== GIVEN TASK ==
Copy word for word the lines of the entries below, from the line containing "Note: in this practice we tag every instance of the woman's" through the last line of the entries, both ends included.

(Saved data entries)
:::::

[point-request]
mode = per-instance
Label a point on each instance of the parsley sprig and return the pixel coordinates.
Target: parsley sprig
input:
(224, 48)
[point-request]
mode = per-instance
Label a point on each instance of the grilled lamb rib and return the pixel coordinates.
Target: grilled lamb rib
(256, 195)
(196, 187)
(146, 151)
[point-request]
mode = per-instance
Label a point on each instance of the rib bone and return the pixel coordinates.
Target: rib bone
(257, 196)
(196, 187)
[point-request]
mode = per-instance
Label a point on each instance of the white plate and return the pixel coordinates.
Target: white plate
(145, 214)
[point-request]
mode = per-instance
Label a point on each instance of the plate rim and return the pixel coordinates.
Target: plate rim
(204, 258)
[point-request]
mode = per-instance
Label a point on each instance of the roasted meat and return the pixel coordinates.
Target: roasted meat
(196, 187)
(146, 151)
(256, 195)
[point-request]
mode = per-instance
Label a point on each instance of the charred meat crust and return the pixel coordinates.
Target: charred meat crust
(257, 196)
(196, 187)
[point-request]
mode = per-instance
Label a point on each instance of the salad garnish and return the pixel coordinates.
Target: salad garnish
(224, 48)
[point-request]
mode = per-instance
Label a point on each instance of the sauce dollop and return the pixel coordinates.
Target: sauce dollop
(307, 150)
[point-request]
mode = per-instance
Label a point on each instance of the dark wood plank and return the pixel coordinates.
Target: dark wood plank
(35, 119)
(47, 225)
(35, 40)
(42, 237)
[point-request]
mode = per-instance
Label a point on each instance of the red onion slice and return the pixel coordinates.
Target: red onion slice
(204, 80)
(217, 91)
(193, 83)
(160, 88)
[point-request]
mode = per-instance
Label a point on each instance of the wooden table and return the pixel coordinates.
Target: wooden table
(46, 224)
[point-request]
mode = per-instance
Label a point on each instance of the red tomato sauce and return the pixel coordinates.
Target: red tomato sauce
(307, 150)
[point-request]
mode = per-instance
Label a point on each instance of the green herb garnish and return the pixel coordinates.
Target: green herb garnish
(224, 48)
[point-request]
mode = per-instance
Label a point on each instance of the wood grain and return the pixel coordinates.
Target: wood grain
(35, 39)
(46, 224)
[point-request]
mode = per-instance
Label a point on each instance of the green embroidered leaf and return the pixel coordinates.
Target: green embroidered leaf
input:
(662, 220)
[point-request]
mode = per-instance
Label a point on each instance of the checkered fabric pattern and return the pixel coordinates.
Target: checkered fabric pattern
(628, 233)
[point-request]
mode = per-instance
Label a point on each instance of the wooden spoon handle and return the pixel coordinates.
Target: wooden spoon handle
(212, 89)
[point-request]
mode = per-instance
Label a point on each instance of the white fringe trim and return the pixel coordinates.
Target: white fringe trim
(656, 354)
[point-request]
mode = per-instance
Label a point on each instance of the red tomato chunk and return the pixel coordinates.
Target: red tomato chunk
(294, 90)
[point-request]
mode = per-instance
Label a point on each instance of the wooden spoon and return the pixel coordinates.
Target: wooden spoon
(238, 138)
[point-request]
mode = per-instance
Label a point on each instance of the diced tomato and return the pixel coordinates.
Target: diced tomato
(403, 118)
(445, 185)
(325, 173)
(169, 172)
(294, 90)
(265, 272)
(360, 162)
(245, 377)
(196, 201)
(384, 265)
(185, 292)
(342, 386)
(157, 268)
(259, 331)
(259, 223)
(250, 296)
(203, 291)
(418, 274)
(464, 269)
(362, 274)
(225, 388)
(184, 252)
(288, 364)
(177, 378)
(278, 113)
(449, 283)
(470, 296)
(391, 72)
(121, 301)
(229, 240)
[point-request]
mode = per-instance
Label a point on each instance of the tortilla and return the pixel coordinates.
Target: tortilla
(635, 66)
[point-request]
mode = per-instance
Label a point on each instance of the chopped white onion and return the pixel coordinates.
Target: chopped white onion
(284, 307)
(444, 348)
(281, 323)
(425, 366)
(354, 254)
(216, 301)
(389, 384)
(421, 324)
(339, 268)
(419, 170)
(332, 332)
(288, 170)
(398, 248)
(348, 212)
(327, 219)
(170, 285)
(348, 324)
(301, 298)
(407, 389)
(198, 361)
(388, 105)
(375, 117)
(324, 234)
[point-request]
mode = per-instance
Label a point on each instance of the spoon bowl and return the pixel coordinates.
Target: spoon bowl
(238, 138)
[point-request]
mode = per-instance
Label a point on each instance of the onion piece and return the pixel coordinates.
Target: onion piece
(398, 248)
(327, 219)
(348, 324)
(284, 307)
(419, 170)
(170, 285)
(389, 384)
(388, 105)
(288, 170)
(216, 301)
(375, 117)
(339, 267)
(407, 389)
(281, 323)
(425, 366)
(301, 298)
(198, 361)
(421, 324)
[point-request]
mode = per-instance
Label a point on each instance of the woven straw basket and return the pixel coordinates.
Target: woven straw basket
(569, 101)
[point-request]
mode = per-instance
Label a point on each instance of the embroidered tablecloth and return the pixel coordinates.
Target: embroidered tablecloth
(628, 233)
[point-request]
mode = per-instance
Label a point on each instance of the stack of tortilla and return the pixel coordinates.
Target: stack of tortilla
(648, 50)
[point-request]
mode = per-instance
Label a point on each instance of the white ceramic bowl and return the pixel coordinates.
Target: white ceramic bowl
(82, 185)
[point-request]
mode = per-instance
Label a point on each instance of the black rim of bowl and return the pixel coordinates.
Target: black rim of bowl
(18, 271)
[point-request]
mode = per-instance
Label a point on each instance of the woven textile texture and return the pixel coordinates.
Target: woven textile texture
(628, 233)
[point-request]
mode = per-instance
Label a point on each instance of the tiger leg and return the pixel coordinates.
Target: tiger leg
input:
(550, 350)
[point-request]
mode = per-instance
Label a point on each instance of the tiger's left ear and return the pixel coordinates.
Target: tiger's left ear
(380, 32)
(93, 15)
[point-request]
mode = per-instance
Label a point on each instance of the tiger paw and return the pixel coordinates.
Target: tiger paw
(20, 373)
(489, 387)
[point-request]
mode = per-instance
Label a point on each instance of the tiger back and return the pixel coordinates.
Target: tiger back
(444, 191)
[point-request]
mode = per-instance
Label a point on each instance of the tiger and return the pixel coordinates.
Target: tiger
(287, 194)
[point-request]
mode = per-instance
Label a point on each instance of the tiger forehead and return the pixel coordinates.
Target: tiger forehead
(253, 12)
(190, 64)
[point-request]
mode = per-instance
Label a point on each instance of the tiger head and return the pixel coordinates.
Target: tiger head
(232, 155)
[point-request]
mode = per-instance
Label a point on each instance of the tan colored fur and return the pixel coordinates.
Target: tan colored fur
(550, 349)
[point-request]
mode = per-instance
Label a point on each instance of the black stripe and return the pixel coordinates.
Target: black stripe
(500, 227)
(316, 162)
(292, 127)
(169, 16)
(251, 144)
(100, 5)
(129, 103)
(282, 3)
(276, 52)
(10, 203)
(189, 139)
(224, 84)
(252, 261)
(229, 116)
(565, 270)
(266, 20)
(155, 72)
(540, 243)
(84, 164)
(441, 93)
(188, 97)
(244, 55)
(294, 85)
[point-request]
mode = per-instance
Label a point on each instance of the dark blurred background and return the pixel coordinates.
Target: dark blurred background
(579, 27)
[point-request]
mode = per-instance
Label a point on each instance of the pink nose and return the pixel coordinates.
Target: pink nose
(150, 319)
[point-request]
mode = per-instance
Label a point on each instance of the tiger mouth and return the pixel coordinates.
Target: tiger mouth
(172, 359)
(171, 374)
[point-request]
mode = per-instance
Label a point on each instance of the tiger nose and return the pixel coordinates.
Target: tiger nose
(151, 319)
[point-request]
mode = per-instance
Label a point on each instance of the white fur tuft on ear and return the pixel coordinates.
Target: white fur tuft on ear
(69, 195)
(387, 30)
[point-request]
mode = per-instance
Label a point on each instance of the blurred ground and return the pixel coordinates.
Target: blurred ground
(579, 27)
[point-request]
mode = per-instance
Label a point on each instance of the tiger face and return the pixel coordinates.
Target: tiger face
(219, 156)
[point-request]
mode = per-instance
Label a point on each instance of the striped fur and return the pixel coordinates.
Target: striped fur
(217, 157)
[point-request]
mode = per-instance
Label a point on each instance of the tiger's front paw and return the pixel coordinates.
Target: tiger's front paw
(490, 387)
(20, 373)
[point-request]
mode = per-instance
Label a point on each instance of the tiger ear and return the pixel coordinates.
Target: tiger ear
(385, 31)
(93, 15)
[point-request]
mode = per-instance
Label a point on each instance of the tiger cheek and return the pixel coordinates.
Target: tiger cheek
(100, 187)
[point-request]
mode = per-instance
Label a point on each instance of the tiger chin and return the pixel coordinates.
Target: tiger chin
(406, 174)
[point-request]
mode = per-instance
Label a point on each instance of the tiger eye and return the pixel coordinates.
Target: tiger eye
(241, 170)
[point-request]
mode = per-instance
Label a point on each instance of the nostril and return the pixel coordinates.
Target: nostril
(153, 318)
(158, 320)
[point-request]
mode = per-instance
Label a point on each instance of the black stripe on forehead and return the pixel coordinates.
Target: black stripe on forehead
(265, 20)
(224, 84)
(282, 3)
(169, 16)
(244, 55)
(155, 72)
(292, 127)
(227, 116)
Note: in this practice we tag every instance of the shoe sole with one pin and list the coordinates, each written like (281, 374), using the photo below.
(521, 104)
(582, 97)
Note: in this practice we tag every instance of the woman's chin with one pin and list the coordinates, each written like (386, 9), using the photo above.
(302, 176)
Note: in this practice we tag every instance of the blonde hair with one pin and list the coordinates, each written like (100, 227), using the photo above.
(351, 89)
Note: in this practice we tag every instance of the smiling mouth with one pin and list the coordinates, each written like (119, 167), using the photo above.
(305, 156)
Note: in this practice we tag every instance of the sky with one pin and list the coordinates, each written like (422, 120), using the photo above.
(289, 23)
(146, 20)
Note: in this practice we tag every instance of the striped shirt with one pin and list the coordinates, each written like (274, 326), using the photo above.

:::::

== TASK RESPONSE ==
Note: in this practice we tag every instance of the woman's chin with one pin and list the coordinates, each written like (386, 9), using the photo above.
(302, 176)
Note: in this practice we tag every instance of the blonde hair with one pin and list the coordinates, each written like (100, 227), using the photo above.
(351, 89)
Note: in this practice we tag every instance of the smiling mouth with one pin and list the coordinates, each written like (119, 167), using the photo above.
(305, 156)
Note: in this practice we tag every instance of the sky with one pin and list the coordinates, each written like (422, 120), using the photo above.
(289, 23)
(146, 20)
Note: in this practice we tag every instance of the striped shirt with one pin and list the coordinates, each written like (274, 326), using the photo above.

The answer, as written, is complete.